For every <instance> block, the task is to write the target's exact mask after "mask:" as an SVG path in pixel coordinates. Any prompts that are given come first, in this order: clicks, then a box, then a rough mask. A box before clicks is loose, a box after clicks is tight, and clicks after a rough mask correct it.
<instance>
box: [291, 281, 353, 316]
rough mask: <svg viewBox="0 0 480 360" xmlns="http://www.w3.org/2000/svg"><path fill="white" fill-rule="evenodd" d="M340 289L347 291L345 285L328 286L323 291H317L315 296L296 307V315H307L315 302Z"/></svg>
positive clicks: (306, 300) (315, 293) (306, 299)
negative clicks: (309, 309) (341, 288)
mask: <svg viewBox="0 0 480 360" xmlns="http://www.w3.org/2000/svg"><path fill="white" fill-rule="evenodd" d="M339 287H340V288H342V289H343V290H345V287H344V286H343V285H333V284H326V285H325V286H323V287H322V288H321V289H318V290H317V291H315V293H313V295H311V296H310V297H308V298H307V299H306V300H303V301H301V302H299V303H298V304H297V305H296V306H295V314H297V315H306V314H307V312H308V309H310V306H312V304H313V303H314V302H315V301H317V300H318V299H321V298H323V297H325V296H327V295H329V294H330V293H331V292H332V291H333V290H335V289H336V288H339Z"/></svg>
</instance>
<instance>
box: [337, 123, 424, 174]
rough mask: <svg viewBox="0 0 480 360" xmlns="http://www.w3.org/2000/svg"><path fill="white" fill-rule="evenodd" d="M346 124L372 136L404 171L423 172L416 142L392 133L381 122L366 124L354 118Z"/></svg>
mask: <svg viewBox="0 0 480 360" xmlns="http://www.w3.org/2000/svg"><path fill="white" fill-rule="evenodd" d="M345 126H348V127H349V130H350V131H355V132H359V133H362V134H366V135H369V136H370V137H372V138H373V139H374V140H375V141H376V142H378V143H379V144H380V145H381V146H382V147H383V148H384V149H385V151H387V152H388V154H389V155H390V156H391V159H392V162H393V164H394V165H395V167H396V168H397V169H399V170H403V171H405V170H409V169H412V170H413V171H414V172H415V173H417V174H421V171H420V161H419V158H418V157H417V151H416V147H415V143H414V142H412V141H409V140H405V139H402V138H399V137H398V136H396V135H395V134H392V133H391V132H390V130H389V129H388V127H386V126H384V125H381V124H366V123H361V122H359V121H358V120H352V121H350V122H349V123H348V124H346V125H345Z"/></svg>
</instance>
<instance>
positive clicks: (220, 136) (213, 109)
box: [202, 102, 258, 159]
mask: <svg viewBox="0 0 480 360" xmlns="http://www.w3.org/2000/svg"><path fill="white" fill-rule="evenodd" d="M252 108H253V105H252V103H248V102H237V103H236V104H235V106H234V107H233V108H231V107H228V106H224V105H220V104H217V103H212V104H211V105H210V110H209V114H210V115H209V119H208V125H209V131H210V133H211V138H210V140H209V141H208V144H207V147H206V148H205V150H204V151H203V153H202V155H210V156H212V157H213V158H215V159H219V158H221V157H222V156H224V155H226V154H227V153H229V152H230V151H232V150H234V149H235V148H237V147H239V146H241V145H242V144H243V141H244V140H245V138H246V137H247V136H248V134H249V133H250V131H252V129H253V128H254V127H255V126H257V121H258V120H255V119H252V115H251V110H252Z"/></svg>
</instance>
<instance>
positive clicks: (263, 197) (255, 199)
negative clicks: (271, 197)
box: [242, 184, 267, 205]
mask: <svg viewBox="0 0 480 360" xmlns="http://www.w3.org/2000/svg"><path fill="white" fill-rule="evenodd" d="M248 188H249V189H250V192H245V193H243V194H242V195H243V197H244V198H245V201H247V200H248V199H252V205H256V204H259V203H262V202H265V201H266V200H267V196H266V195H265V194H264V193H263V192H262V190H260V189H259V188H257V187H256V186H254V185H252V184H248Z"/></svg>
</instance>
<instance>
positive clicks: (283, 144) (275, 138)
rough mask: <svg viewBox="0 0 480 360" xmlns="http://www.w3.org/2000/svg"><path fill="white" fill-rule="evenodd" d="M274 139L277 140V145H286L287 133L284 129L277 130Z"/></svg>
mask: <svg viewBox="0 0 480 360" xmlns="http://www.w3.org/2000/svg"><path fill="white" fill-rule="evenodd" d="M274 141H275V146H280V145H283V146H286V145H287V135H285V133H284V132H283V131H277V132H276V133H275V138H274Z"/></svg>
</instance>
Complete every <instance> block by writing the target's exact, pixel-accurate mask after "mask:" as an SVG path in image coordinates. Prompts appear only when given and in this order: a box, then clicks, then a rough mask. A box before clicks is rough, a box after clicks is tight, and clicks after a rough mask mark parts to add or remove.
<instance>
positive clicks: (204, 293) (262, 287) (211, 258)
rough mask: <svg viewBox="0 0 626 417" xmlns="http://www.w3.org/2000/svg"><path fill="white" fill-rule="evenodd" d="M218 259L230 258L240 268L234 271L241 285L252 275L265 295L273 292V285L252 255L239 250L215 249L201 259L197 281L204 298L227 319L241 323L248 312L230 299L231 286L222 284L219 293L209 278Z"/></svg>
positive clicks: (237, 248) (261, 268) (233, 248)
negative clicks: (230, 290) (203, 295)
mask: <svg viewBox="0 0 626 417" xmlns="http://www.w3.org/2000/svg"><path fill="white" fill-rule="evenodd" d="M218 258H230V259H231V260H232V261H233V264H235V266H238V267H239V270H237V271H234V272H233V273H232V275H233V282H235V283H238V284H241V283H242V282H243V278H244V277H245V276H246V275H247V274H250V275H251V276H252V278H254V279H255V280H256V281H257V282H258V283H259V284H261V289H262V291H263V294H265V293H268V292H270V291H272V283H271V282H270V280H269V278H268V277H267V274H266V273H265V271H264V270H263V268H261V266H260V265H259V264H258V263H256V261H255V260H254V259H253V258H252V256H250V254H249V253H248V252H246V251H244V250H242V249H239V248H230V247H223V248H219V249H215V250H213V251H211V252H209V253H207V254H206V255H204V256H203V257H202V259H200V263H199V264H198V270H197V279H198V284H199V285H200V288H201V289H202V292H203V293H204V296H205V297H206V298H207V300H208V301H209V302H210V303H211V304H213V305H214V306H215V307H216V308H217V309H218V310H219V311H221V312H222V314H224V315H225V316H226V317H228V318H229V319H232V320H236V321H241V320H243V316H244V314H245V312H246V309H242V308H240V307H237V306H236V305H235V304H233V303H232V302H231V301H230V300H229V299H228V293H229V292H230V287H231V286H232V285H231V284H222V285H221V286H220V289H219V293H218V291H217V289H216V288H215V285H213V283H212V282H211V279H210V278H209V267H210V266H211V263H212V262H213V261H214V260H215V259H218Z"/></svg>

========

### TASK TO COMPLETE
Reproduce every entry above character for character, changing nothing.

### SOLUTION
For every <instance> block, the task is to write the target's exact mask after "mask:" as an SVG path in pixel coordinates. Any prompts that are given come first, in this order: clicks, then a box, then a rough mask. A box before clicks is loose, a box after clicks is tight, and clicks after a rough mask correct it.
<instance>
box: [291, 281, 353, 316]
rough mask: <svg viewBox="0 0 480 360" xmlns="http://www.w3.org/2000/svg"><path fill="white" fill-rule="evenodd" d="M340 289L347 291L345 285L328 286L323 291H317L315 296L296 307V315H307L315 302Z"/></svg>
positive clicks: (306, 300) (315, 293) (306, 299)
negative clicks: (309, 309) (341, 288)
mask: <svg viewBox="0 0 480 360" xmlns="http://www.w3.org/2000/svg"><path fill="white" fill-rule="evenodd" d="M339 287H340V288H342V289H343V290H345V287H344V286H343V285H333V284H326V285H325V286H323V287H322V288H321V289H318V290H317V291H315V293H313V295H311V296H310V297H308V298H307V299H306V300H303V301H301V302H299V303H298V304H297V305H296V306H295V314H297V315H306V314H307V312H308V309H310V306H312V304H313V303H314V302H315V301H317V300H318V299H321V298H323V297H325V296H327V295H329V294H330V293H331V292H332V291H333V290H335V289H336V288H339Z"/></svg>
</instance>
<instance>
box: [337, 123, 424, 174]
rough mask: <svg viewBox="0 0 480 360" xmlns="http://www.w3.org/2000/svg"><path fill="white" fill-rule="evenodd" d="M346 124L372 136L404 171L423 172L416 142L392 133L381 122L366 124L354 118Z"/></svg>
mask: <svg viewBox="0 0 480 360" xmlns="http://www.w3.org/2000/svg"><path fill="white" fill-rule="evenodd" d="M345 126H348V127H349V130H350V131H355V132H359V133H362V134H366V135H369V136H370V137H372V138H373V139H374V140H375V141H376V142H378V143H379V144H380V145H381V146H382V147H383V148H384V149H385V151H387V152H388V154H389V155H390V156H391V159H392V162H393V164H394V165H395V167H396V168H397V169H399V170H403V171H405V170H409V169H412V170H413V171H414V172H415V173H417V174H421V171H420V161H419V158H418V157H417V151H416V147H415V143H414V142H412V141H409V140H405V139H402V138H399V137H398V136H396V135H395V134H392V133H391V132H390V130H389V129H388V127H386V126H384V125H381V124H366V123H361V122H359V121H358V120H352V121H350V122H349V123H348V124H346V125H345Z"/></svg>
</instance>
<instance>
positive clicks: (220, 136) (213, 109)
box: [202, 102, 258, 159]
mask: <svg viewBox="0 0 480 360" xmlns="http://www.w3.org/2000/svg"><path fill="white" fill-rule="evenodd" d="M252 108H253V105H252V103H248V102H237V103H236V104H235V106H234V107H233V108H231V107H228V106H224V105H220V104H217V103H212V104H211V105H210V110H209V114H210V115H209V119H208V125H209V131H210V133H211V138H210V140H209V141H208V144H207V147H206V148H205V150H204V151H203V153H202V155H210V156H212V157H213V158H215V159H219V158H221V157H222V156H224V155H226V154H227V153H229V152H230V151H232V150H234V149H235V148H237V147H239V146H241V145H242V144H243V141H244V140H245V138H246V137H247V136H248V134H249V133H250V131H252V129H253V128H254V127H255V126H257V121H258V120H255V119H252V115H251V110H252Z"/></svg>
</instance>
<instance>
positive clicks: (263, 197) (255, 199)
negative clicks: (271, 197)
box: [242, 184, 267, 205]
mask: <svg viewBox="0 0 480 360" xmlns="http://www.w3.org/2000/svg"><path fill="white" fill-rule="evenodd" d="M248 188H249V189H250V192H245V193H243V194H242V195H243V197H244V198H245V201H247V200H248V199H252V205H256V204H259V203H262V202H265V201H266V200H267V196H266V195H265V194H264V193H263V192H262V190H260V189H259V188H257V187H256V186H254V185H252V184H248Z"/></svg>
</instance>
<instance>
positive clicks: (283, 144) (275, 138)
rough mask: <svg viewBox="0 0 480 360" xmlns="http://www.w3.org/2000/svg"><path fill="white" fill-rule="evenodd" d="M274 139L277 140V145H286L287 133L284 129L277 130Z"/></svg>
mask: <svg viewBox="0 0 480 360" xmlns="http://www.w3.org/2000/svg"><path fill="white" fill-rule="evenodd" d="M274 141H275V146H280V145H283V146H286V145H287V135H285V133H284V132H283V131H277V132H276V133H275V138H274Z"/></svg>
</instance>
Complete every <instance> block by writing the target's exact, pixel-accurate mask after "mask:" as an SVG path in image coordinates. Prompts appear only when given and in this order: a box, then clicks, then a rough mask. A box before clicks is rough, a box after clicks is tight, and clicks after a rough mask mark parts to add or remove.
<instance>
positive clicks: (204, 293) (262, 287) (211, 258)
rough mask: <svg viewBox="0 0 626 417" xmlns="http://www.w3.org/2000/svg"><path fill="white" fill-rule="evenodd" d="M218 259L230 258L240 268L234 271L241 285L252 275L265 295L273 292V285L252 255L239 250L215 249L201 259L197 281L204 298L227 319L241 323L248 312L230 299L231 286L222 284L219 293L209 278Z"/></svg>
positive clicks: (237, 248) (261, 268) (233, 248)
negative clicks: (230, 290) (203, 295)
mask: <svg viewBox="0 0 626 417" xmlns="http://www.w3.org/2000/svg"><path fill="white" fill-rule="evenodd" d="M218 258H230V259H231V260H232V261H233V264H235V266H238V267H239V270H237V271H234V272H233V273H232V275H233V282H235V283H238V284H241V283H242V282H243V278H244V277H245V276H246V275H247V274H250V275H251V276H252V278H254V279H255V280H256V281H257V282H258V283H259V284H261V289H262V291H263V294H265V293H268V292H270V291H272V283H271V282H270V280H269V278H268V277H267V274H266V273H265V271H264V270H263V268H261V266H260V265H259V264H258V263H256V261H255V260H254V259H253V258H252V256H250V254H249V253H248V252H246V251H244V250H242V249H239V248H230V247H223V248H219V249H215V250H213V251H211V252H209V253H207V254H206V255H204V256H203V257H202V259H200V263H199V264H198V270H197V279H198V284H199V285H200V288H201V289H202V292H203V293H204V296H205V297H206V298H207V300H208V301H209V302H210V303H211V304H213V305H214V306H215V307H216V308H217V309H218V310H219V311H221V312H222V314H224V315H225V316H226V317H228V318H229V319H232V320H236V321H241V320H243V316H244V314H245V312H246V309H242V308H240V307H237V306H236V305H235V304H233V303H232V302H231V301H230V300H229V299H228V293H229V292H230V287H231V286H232V285H231V284H222V285H221V286H220V289H219V293H218V291H217V289H216V288H215V285H213V283H212V282H211V279H210V278H209V267H210V266H211V263H212V262H213V261H214V260H215V259H218Z"/></svg>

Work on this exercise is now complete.